• _Selected text_:
* * * *

And this one, the International
Library of Technology,
which has a worldwide
inventory of libraries,
including the Netherlands.
And I even discovered there is a data set
you can buy for 50 euros or so
to download it.
And there is also--seems to be
I didn't download it,
but there seems to be address
information available.
You might wonder is this kind of data
good enough for the purposes I had?
So, this is my birthday list
for my ideal public library data list.
And what's on my list?
First of all, the data I want to have
must be up-to-date-ish--
it must be fairly up-to-date.
So, doesn't have to be real time,
but let's say, a couple
of months, or half a year,
delayed with official publication,
that's okay for my purposes.
And I want to have it both
library branches
and the library organizations.
Then I want my data to be structured,
because it has to be machine-readable.
It has to be in open file format,
such as CSV or JSON or RDF.
It has to be linked
to other resources preferably.
And the uses--the license on the data
needs to be manifest public domain or CC0.
Then, I would like my data to have an API,
which must be public, free,
and preferably also anonymous
so you don't have to use an API key,
or you have to register an account.
And I also want to have
a SPARQL interface.
So, now, these are all the sites
I just showed you.
And I'm going to make a big grid.
And then, this is about
the evaluation I did.
I'm not going into it,
but there is no single column
which has all green check marks.
That's the important thing to take away.
And so, in summary, there was no
linked public free linked open data
for Dutch public libraries available
before I started my project.
So, this was the ideal motivation
to actually work on it.
So, that's what I've been doing
for a year now.
And I've been adding libraries bit by bit,
organization by organization to Wikidata.
I created also a project website on it.
It's still rather messy,
but it has all the information,
and I try to keep it
as up-to-date as possible.
And also all the SPARQL queries
you can see are linked from here.
And I'm just adding
really basic information.
You see the instances,
images if available,
addresses, locations, et cetera,
municipalities.
And where possible, I also try to link
the libraries to external identifiers.
And then, you can really easily--
we all know,
generating some Listeria lists
with public libraries grouped
by organizations, for instance.
Or using SPARQL queries,
you can also do aggregation on data--
let's say, give me all
the municipalities in the Netherlands
and the number of library branches
in all the municipalities.
With one click, you can make
these kinds of photo galleries.
And what I set out to do first,
you can really create these kinds of maps.
And you might wonder,
"Are there any libraries here or there?"

* * * *

• _Data_:
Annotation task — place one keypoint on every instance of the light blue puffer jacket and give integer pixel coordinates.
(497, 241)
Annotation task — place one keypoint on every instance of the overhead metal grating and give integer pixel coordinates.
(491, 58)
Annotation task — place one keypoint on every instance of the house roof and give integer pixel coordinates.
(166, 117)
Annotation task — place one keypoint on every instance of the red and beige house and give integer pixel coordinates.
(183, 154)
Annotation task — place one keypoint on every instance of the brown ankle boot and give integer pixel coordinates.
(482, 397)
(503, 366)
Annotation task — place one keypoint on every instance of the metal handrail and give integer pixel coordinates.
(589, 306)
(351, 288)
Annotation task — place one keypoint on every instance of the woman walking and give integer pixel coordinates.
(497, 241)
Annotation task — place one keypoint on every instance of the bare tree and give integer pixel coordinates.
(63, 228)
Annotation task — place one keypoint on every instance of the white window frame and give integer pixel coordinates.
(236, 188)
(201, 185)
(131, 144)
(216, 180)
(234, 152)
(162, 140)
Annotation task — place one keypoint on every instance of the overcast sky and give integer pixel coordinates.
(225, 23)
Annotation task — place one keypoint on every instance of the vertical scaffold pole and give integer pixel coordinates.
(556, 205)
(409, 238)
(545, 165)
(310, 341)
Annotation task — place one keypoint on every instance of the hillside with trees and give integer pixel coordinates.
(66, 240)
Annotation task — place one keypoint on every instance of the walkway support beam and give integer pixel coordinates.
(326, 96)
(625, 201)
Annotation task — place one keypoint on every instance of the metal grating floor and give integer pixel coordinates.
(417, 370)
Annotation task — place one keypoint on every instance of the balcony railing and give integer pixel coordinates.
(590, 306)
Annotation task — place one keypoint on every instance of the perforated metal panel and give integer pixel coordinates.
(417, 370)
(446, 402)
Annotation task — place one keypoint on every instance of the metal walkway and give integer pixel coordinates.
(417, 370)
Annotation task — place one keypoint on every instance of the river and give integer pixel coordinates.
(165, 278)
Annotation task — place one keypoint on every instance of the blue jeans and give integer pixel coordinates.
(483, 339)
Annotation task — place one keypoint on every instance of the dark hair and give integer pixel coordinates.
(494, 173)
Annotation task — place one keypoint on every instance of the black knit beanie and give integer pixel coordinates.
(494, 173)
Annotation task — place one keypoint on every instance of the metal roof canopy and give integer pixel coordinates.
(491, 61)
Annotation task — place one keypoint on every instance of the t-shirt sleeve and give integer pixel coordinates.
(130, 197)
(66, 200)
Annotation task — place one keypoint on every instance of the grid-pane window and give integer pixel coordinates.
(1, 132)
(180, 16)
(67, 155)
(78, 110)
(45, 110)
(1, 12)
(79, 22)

* * * *

• _Work to do_:
1. In the talk on Dutch public library data, what license does the speaker require for the data?
2. Continue the talk on Dutch public library data from its final line.

• _Replies_:
1. Public domain or CC0.

2.
There are--they are not yet in Wikidata.
We're still working on that.
And actually, last week,
I spoke with a volunteer,
who's helping now
with entering the libraries.
You can really make cool--in Wikidata,
and also with using
the Cartographer extension,
you can use these kinds of maps.
And I even took it one step further.
I also have some Python skills,
and some Leaflet things skills--
so, I created, and I'm quite
proud of it, actually.
I created this library heat map,
which is fully interactive.
You can zoom in to it,
and you can see all the libraries,
and you can also run it off Wiki.
So, you can just embed it
in your own website,
and it fully runs interactively.
So, now going back to my big scary table.
There is one column
on the right, which is blank.
And no surprise, it will be Wikidata.
Let's see how it scores there.
(cheering)
So, I actually think
of printing this on a T-shirt.
(laughter)
So, just to summarize this in words,
thanks to my project, now,
there is public free linked open data
available for Dutch public libraries.
And who can benefit from my effort?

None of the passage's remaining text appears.